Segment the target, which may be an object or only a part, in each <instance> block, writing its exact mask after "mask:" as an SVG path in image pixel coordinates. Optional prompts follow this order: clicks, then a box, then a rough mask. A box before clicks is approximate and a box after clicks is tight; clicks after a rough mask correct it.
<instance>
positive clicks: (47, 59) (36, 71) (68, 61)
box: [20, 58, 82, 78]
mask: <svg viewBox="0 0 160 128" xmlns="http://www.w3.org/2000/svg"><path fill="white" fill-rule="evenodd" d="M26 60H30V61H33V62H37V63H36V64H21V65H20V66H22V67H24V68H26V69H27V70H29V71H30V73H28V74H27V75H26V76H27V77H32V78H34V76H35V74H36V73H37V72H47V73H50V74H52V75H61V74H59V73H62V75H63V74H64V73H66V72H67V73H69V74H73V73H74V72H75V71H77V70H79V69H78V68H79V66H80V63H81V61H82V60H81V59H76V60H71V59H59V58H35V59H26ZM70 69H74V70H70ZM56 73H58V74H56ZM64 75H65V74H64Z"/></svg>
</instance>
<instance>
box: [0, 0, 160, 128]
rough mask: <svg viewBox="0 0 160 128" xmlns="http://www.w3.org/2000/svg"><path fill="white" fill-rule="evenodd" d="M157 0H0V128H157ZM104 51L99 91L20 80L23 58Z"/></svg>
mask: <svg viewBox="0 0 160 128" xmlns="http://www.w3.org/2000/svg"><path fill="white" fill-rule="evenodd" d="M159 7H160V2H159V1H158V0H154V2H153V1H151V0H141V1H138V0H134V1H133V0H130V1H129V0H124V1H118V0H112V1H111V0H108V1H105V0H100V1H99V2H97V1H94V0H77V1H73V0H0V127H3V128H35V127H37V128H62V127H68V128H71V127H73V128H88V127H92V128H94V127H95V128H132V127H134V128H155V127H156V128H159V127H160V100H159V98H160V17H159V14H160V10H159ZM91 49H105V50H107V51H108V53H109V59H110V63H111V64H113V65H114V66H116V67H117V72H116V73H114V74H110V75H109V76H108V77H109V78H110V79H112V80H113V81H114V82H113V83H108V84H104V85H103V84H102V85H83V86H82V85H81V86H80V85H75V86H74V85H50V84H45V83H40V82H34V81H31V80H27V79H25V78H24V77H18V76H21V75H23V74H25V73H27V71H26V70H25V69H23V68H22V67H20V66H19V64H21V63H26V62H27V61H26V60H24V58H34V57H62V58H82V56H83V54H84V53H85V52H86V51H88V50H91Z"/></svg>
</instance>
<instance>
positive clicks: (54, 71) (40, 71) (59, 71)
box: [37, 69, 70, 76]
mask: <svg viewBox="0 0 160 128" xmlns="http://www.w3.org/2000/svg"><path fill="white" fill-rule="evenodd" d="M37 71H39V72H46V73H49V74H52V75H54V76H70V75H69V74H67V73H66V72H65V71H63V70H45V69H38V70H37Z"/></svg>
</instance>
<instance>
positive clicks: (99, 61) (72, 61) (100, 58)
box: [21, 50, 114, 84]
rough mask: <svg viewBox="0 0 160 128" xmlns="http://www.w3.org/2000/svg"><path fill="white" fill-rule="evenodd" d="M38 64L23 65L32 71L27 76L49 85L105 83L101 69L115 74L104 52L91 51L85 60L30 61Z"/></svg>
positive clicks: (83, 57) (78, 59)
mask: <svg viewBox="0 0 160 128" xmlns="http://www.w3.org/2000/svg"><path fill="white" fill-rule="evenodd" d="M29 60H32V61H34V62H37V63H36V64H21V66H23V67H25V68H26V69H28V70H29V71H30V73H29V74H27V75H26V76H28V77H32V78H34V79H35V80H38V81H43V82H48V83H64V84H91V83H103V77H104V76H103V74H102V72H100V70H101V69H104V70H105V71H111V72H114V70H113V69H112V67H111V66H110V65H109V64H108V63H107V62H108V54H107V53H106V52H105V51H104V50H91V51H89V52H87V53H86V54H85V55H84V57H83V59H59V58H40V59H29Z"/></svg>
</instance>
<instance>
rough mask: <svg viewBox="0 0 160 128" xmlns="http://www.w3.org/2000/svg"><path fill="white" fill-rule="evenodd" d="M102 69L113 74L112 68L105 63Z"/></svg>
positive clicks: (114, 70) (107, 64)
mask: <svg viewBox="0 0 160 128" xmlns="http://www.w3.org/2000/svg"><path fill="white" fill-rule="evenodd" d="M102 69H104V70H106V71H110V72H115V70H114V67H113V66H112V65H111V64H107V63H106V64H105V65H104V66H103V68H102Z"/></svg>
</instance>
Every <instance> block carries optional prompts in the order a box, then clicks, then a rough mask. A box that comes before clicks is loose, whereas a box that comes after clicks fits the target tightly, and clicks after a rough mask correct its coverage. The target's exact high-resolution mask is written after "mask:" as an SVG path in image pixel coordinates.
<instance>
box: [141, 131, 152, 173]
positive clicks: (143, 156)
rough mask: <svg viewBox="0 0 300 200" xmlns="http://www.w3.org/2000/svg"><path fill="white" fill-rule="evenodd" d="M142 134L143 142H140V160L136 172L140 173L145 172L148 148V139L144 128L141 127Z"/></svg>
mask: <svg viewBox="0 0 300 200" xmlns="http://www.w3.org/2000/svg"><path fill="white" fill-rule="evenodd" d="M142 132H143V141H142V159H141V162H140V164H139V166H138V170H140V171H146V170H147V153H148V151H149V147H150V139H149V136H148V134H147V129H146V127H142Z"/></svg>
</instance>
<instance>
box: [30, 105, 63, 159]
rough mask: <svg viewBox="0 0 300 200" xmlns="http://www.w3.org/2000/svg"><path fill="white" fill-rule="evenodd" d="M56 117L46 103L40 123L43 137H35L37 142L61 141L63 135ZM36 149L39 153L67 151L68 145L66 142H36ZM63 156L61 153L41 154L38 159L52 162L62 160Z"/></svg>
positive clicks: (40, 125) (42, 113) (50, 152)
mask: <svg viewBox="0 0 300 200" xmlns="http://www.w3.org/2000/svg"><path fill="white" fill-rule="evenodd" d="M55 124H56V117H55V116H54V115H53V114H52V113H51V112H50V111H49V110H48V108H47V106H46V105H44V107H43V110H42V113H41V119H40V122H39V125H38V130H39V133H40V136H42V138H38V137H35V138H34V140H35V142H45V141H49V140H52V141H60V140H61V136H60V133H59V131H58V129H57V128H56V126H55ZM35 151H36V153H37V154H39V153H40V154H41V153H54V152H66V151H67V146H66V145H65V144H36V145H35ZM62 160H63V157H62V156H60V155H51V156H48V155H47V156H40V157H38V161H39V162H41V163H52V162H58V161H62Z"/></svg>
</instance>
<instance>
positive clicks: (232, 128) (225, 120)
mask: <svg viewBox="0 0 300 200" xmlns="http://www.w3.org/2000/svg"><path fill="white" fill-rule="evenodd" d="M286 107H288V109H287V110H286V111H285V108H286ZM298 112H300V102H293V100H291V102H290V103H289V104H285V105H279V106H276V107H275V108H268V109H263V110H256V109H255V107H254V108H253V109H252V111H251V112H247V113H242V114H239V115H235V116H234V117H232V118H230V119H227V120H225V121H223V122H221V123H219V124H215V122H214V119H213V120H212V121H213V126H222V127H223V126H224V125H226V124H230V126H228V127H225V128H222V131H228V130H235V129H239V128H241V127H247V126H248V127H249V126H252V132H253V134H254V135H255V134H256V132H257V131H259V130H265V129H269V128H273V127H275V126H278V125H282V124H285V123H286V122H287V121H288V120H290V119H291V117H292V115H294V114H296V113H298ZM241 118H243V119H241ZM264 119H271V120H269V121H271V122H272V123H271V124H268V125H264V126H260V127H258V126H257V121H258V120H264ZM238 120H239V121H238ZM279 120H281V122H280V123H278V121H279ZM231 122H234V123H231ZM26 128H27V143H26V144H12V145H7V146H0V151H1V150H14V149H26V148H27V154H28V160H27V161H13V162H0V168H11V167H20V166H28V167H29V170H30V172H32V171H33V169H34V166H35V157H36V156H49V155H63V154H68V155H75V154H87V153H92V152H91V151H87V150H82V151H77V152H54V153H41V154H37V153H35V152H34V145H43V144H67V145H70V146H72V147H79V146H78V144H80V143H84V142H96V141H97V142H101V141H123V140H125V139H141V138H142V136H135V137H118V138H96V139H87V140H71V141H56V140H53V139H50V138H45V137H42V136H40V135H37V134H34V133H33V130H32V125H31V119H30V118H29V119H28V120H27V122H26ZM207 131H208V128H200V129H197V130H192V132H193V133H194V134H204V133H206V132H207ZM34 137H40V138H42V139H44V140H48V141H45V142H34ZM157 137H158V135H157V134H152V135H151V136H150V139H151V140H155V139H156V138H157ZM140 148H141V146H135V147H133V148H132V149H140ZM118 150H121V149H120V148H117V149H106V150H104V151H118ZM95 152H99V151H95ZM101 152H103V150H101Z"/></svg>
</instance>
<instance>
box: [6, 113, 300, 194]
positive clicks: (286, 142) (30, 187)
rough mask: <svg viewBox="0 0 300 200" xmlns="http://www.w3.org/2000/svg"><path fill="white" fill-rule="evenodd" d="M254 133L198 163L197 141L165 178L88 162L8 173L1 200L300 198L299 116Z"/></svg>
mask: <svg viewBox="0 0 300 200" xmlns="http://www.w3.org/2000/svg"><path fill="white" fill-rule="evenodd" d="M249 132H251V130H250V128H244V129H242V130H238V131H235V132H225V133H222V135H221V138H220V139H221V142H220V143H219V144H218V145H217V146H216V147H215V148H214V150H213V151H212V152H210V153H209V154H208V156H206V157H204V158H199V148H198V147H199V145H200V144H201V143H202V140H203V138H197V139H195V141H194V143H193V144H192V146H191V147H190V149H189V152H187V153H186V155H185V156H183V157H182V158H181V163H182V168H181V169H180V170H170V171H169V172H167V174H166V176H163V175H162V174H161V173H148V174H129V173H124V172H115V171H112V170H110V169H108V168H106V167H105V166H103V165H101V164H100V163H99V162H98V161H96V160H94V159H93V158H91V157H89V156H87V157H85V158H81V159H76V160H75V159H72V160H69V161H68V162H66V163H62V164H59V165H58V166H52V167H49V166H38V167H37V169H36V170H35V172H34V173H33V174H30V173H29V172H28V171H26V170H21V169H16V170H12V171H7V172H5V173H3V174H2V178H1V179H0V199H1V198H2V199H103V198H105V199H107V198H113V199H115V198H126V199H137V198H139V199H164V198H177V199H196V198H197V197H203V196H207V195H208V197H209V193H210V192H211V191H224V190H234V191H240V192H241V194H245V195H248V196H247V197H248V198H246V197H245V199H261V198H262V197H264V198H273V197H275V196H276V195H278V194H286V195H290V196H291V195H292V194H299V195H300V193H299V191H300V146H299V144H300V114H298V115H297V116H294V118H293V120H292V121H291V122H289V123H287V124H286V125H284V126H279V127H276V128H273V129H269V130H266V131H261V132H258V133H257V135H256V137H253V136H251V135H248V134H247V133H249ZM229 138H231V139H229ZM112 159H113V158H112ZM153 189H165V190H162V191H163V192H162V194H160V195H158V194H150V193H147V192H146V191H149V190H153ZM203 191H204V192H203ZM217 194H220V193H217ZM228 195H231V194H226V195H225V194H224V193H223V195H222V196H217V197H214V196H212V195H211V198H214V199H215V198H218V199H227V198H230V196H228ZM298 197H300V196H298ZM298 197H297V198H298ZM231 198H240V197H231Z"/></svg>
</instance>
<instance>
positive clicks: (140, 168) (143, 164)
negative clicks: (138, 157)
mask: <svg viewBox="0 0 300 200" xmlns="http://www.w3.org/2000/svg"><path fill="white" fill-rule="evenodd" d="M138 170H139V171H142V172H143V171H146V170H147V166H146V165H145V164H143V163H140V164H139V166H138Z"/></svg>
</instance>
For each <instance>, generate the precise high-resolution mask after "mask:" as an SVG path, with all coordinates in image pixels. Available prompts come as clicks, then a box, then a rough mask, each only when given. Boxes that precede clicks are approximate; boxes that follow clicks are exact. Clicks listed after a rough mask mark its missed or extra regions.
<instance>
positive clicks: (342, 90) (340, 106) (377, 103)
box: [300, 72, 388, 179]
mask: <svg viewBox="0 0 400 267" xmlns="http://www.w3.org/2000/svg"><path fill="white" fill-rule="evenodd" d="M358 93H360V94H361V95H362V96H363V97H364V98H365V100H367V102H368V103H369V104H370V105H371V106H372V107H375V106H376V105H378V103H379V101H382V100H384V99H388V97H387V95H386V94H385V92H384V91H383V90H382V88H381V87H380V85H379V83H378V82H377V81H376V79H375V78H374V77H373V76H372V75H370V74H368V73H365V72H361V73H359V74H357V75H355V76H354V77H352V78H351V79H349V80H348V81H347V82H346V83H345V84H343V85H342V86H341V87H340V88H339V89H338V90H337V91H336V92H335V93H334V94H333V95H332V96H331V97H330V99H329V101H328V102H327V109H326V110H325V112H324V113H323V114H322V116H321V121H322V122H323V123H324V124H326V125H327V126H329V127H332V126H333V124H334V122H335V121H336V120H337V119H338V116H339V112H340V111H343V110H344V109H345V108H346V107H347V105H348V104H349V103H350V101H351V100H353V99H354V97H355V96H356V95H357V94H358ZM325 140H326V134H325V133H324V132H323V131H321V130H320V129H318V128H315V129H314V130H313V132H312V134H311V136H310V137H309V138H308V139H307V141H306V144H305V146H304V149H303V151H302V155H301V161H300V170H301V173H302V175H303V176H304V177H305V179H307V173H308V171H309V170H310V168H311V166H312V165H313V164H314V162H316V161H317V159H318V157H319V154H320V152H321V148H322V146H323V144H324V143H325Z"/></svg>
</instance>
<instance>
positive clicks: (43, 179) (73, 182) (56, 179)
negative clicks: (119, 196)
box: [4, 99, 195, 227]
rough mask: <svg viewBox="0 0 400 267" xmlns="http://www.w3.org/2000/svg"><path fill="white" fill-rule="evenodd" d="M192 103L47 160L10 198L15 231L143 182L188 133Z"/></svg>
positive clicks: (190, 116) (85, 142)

What to do: Give back exactly the material above from its opening line to the line bearing "positive clicks: (47, 59) (36, 71) (68, 61)".

Written answer:
Segment the target, which may be an object or only a part, in each <instance> block, writing its exact mask after "mask:" as an SVG path in image pixel coordinates. Optional prompts follow this order: clicks, then a box, then a rough mask. A box before clicks is approximate and a box after clicks is tight; clicks after a rough mask correct it.
<instance>
positive clicks: (47, 59) (36, 71) (68, 61)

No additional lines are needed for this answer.